**What to work on:** Please repeat, word for word, the part of the material below that opens with the line containing "Detect forest. Return" and runs through the end of the material, both ends included. Leave the pictures out of your answer.

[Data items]
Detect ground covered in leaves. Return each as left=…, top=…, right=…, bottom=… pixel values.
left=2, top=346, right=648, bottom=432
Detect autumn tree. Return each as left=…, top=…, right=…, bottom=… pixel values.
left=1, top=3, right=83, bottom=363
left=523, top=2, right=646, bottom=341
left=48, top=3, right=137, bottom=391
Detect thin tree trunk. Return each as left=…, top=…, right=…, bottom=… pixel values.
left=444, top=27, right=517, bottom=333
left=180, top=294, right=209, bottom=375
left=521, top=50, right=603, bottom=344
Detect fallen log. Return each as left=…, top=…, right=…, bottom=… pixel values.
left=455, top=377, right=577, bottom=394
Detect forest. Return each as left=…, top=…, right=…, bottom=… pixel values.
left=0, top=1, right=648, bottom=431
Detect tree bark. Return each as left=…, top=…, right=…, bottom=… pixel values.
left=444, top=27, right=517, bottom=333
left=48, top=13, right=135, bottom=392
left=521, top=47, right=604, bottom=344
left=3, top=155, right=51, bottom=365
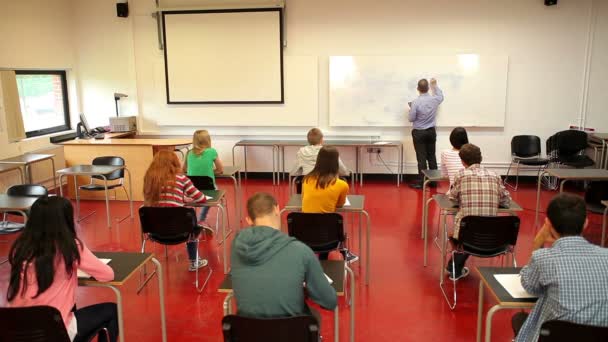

**Solution:**
Detect forest. Return each as left=…, top=…, right=…, bottom=… pixel values.
left=0, top=1, right=648, bottom=431
Detect tree bark. Return each as left=…, top=…, right=…, bottom=… pixel values.
left=444, top=27, right=517, bottom=333
left=48, top=13, right=135, bottom=392
left=521, top=47, right=604, bottom=344
left=3, top=155, right=51, bottom=365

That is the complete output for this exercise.